■ **DIRECTIONS**
As the output, give exactly the lines that run from the one with "If you could mark the dark wavy" through the end of the records below, and omit pictures.
##### RECORDS PROVIDED
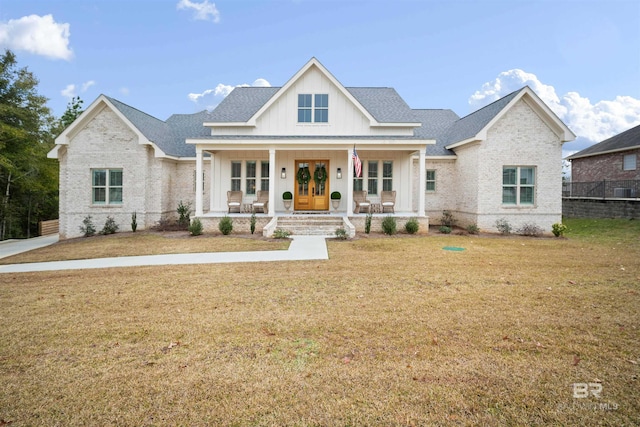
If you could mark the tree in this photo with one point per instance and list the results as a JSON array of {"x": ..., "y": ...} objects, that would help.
[{"x": 28, "y": 180}]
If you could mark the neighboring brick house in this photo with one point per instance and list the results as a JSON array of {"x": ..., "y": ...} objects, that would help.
[
  {"x": 502, "y": 161},
  {"x": 615, "y": 159}
]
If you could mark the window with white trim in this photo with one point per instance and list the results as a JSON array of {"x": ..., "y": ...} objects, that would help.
[
  {"x": 264, "y": 175},
  {"x": 236, "y": 176},
  {"x": 313, "y": 108},
  {"x": 251, "y": 177},
  {"x": 106, "y": 186},
  {"x": 387, "y": 175},
  {"x": 431, "y": 180},
  {"x": 518, "y": 185},
  {"x": 629, "y": 162},
  {"x": 372, "y": 175}
]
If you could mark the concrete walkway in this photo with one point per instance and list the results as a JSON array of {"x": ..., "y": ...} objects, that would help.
[{"x": 301, "y": 248}]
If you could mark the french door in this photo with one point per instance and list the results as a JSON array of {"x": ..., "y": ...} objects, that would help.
[{"x": 311, "y": 185}]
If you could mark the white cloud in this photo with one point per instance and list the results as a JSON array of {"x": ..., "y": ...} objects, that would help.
[
  {"x": 592, "y": 121},
  {"x": 72, "y": 90},
  {"x": 39, "y": 35},
  {"x": 222, "y": 90},
  {"x": 204, "y": 11}
]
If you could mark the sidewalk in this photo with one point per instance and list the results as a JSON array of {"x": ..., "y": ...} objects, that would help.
[{"x": 301, "y": 248}]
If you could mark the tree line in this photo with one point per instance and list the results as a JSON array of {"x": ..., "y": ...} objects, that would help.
[{"x": 28, "y": 179}]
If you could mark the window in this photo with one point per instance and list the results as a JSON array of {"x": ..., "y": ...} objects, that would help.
[
  {"x": 304, "y": 108},
  {"x": 629, "y": 162},
  {"x": 319, "y": 108},
  {"x": 372, "y": 182},
  {"x": 236, "y": 176},
  {"x": 264, "y": 175},
  {"x": 321, "y": 112},
  {"x": 251, "y": 177},
  {"x": 431, "y": 180},
  {"x": 106, "y": 186},
  {"x": 518, "y": 185},
  {"x": 387, "y": 175}
]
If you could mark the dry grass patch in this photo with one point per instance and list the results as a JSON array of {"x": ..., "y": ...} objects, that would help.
[
  {"x": 388, "y": 331},
  {"x": 145, "y": 243}
]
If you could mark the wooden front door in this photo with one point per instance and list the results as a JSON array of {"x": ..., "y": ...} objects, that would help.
[{"x": 312, "y": 185}]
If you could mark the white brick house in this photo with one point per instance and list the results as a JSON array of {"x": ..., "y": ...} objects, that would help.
[{"x": 502, "y": 161}]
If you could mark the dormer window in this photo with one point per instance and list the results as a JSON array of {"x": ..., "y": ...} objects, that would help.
[{"x": 314, "y": 107}]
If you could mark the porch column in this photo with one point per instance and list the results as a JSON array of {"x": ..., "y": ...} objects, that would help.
[
  {"x": 422, "y": 177},
  {"x": 199, "y": 182},
  {"x": 211, "y": 189},
  {"x": 349, "y": 175},
  {"x": 272, "y": 182}
]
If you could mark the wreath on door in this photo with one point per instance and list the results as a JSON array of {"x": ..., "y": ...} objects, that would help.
[
  {"x": 320, "y": 176},
  {"x": 303, "y": 175}
]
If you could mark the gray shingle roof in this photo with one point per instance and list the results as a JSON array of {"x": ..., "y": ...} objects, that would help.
[
  {"x": 383, "y": 103},
  {"x": 435, "y": 125},
  {"x": 469, "y": 126},
  {"x": 169, "y": 136},
  {"x": 622, "y": 141}
]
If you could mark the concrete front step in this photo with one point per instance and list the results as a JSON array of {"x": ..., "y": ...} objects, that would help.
[{"x": 310, "y": 225}]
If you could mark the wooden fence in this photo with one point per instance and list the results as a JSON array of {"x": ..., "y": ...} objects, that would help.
[{"x": 48, "y": 227}]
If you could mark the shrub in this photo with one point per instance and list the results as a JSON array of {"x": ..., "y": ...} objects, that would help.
[
  {"x": 341, "y": 234},
  {"x": 88, "y": 228},
  {"x": 225, "y": 225},
  {"x": 110, "y": 226},
  {"x": 473, "y": 229},
  {"x": 530, "y": 229},
  {"x": 389, "y": 225},
  {"x": 367, "y": 223},
  {"x": 412, "y": 226},
  {"x": 195, "y": 228},
  {"x": 503, "y": 226},
  {"x": 280, "y": 233},
  {"x": 184, "y": 210},
  {"x": 447, "y": 219},
  {"x": 252, "y": 223},
  {"x": 558, "y": 229}
]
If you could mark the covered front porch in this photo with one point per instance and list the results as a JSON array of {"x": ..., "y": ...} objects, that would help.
[{"x": 311, "y": 170}]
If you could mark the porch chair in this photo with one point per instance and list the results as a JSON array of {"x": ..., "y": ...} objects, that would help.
[
  {"x": 362, "y": 203},
  {"x": 388, "y": 201},
  {"x": 262, "y": 202},
  {"x": 234, "y": 201}
]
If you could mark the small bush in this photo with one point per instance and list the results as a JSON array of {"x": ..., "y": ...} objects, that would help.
[
  {"x": 195, "y": 228},
  {"x": 252, "y": 223},
  {"x": 280, "y": 234},
  {"x": 473, "y": 229},
  {"x": 389, "y": 225},
  {"x": 503, "y": 226},
  {"x": 447, "y": 219},
  {"x": 367, "y": 223},
  {"x": 225, "y": 225},
  {"x": 530, "y": 229},
  {"x": 184, "y": 210},
  {"x": 558, "y": 229},
  {"x": 412, "y": 226},
  {"x": 110, "y": 226},
  {"x": 88, "y": 228}
]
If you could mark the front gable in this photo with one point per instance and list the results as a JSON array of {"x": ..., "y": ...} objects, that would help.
[{"x": 345, "y": 114}]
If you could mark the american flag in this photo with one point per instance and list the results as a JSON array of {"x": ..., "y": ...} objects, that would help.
[{"x": 357, "y": 163}]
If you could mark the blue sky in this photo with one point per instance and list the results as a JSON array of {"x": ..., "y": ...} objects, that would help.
[{"x": 182, "y": 56}]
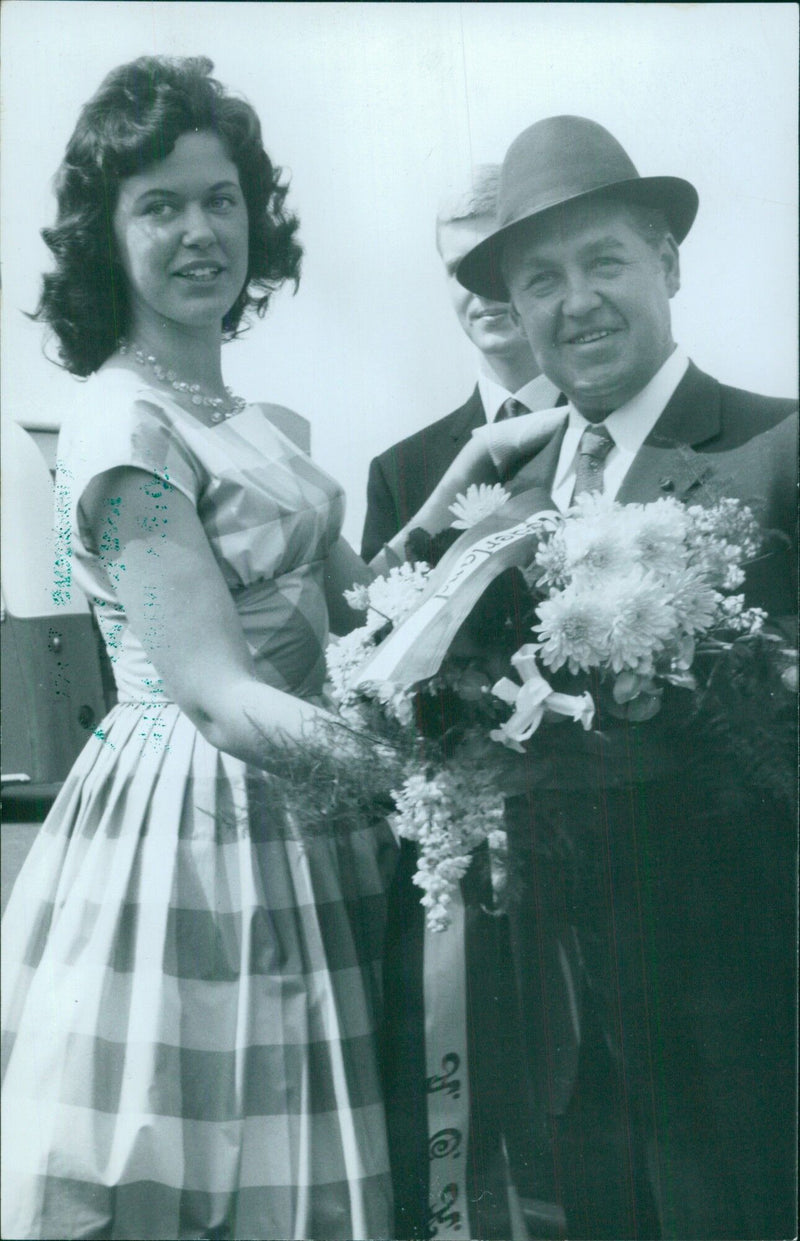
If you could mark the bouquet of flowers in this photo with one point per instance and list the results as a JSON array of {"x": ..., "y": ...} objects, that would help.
[{"x": 625, "y": 601}]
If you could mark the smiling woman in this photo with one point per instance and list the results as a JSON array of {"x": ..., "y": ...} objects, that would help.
[
  {"x": 192, "y": 997},
  {"x": 181, "y": 236},
  {"x": 593, "y": 298}
]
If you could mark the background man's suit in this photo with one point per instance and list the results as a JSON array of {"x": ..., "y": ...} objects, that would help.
[
  {"x": 400, "y": 482},
  {"x": 402, "y": 478},
  {"x": 684, "y": 894}
]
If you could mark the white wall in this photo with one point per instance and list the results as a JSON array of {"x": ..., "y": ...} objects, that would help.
[{"x": 378, "y": 108}]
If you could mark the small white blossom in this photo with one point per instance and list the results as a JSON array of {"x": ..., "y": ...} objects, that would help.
[
  {"x": 357, "y": 598},
  {"x": 448, "y": 814}
]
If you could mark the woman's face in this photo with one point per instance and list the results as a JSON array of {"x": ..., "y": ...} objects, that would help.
[{"x": 181, "y": 233}]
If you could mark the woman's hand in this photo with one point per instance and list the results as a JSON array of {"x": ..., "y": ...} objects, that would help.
[{"x": 179, "y": 606}]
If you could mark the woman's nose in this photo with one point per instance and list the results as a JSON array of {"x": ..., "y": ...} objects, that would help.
[{"x": 197, "y": 230}]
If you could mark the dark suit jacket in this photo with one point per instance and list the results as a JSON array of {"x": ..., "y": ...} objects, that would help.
[
  {"x": 716, "y": 974},
  {"x": 402, "y": 478},
  {"x": 711, "y": 442}
]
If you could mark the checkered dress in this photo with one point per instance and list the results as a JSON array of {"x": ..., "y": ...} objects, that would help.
[{"x": 190, "y": 995}]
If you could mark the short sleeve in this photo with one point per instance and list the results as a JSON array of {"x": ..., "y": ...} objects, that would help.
[{"x": 139, "y": 434}]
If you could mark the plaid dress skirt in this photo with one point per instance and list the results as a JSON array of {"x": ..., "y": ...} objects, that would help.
[{"x": 191, "y": 995}]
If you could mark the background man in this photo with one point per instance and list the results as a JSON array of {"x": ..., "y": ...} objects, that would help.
[
  {"x": 684, "y": 873},
  {"x": 400, "y": 482},
  {"x": 404, "y": 475}
]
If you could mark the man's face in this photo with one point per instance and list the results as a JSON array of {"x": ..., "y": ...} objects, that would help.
[
  {"x": 488, "y": 324},
  {"x": 593, "y": 299}
]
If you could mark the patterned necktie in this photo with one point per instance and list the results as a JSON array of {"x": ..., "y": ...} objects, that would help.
[
  {"x": 595, "y": 444},
  {"x": 510, "y": 408}
]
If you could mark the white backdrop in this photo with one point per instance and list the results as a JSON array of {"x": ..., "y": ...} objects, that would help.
[{"x": 376, "y": 109}]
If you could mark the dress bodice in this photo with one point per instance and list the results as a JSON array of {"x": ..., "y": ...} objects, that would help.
[{"x": 269, "y": 514}]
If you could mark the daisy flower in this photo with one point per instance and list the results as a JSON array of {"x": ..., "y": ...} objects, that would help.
[
  {"x": 395, "y": 596},
  {"x": 479, "y": 503}
]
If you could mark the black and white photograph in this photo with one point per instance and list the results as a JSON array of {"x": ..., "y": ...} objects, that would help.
[{"x": 400, "y": 621}]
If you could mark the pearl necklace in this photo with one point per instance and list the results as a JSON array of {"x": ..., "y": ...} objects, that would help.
[{"x": 194, "y": 391}]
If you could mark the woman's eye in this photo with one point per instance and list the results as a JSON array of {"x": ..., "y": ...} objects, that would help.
[
  {"x": 160, "y": 210},
  {"x": 608, "y": 264}
]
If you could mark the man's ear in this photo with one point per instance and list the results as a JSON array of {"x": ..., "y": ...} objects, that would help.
[{"x": 670, "y": 259}]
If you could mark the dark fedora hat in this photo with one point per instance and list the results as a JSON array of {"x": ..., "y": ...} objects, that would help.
[{"x": 558, "y": 160}]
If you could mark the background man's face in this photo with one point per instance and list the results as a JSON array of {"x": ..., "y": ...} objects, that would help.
[
  {"x": 488, "y": 324},
  {"x": 593, "y": 299}
]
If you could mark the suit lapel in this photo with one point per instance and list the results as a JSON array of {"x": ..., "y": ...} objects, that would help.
[
  {"x": 669, "y": 463},
  {"x": 541, "y": 469},
  {"x": 470, "y": 415}
]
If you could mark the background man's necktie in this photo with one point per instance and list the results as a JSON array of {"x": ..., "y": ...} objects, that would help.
[
  {"x": 595, "y": 444},
  {"x": 510, "y": 408}
]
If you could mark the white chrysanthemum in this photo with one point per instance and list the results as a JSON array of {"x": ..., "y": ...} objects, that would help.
[
  {"x": 550, "y": 561},
  {"x": 695, "y": 601},
  {"x": 448, "y": 814},
  {"x": 643, "y": 622},
  {"x": 726, "y": 521},
  {"x": 395, "y": 596},
  {"x": 396, "y": 700},
  {"x": 595, "y": 542},
  {"x": 479, "y": 503},
  {"x": 344, "y": 658},
  {"x": 656, "y": 534},
  {"x": 357, "y": 598},
  {"x": 573, "y": 628}
]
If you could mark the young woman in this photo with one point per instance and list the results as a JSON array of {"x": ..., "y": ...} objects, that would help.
[{"x": 191, "y": 993}]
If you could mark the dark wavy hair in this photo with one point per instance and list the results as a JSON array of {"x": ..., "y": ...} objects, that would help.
[{"x": 130, "y": 123}]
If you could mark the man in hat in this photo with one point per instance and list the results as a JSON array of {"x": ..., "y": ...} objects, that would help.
[
  {"x": 509, "y": 382},
  {"x": 509, "y": 379},
  {"x": 681, "y": 871}
]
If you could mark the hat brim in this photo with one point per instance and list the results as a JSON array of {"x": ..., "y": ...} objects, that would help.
[{"x": 481, "y": 268}]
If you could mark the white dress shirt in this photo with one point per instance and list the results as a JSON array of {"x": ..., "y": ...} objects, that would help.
[
  {"x": 629, "y": 427},
  {"x": 538, "y": 394}
]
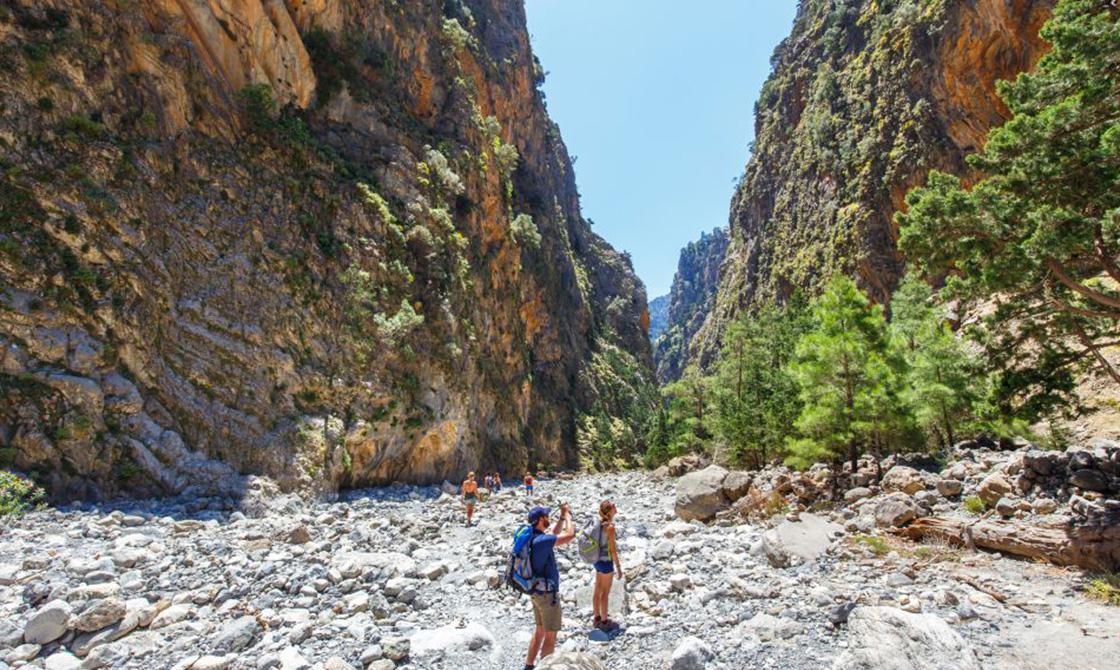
##########
■ **EXERCISE SOLUTION**
If you could mark the dark wavy hair in this photo with one point per instance and list the results as a JSON array of {"x": ..., "y": ...} objects, that would help.
[{"x": 130, "y": 123}]
If you could mark the man in hat in this photo with one point per instance and list the results as a JSON array of {"x": ..., "y": ...} objects, that would help.
[
  {"x": 509, "y": 382},
  {"x": 509, "y": 379},
  {"x": 681, "y": 871}
]
If you could mark the hat brim in this photo with one point per instance and list the results as a JSON array of {"x": ..., "y": ...} objects, that would help.
[{"x": 481, "y": 268}]
If you could mark the white dress shirt in this photo with one point per instance and list the results as a JSON array of {"x": ..., "y": ...} objects, that would help.
[
  {"x": 629, "y": 427},
  {"x": 538, "y": 394}
]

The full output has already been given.